Rows from a dataset for box labeling
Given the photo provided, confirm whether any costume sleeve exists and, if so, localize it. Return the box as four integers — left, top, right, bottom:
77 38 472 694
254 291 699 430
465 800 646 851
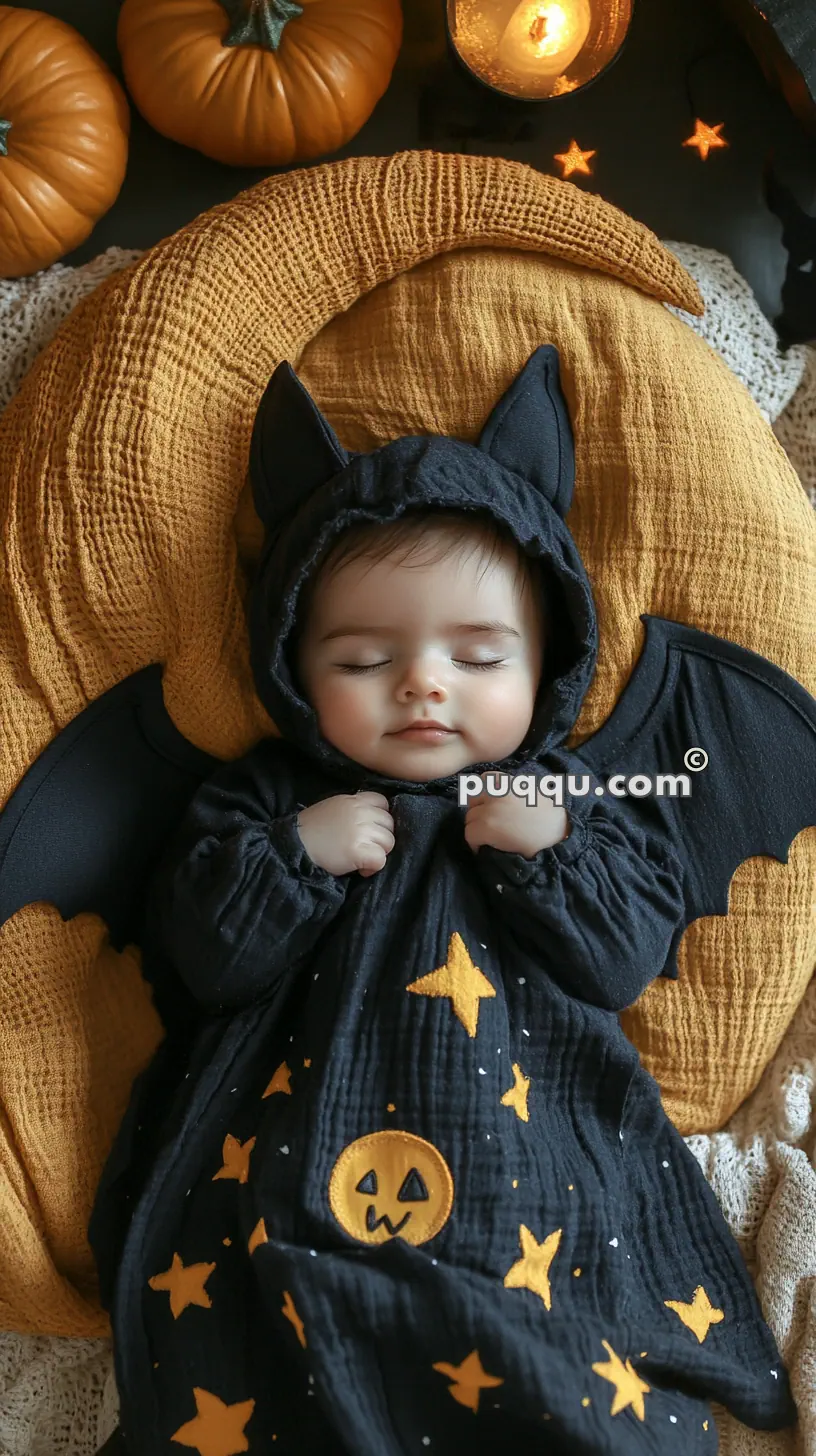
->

## WHAT TO WORK ON
State how many lines above contain the string "photo", treating case as significant. Reply with the number alone.

## FINAL RESULT
1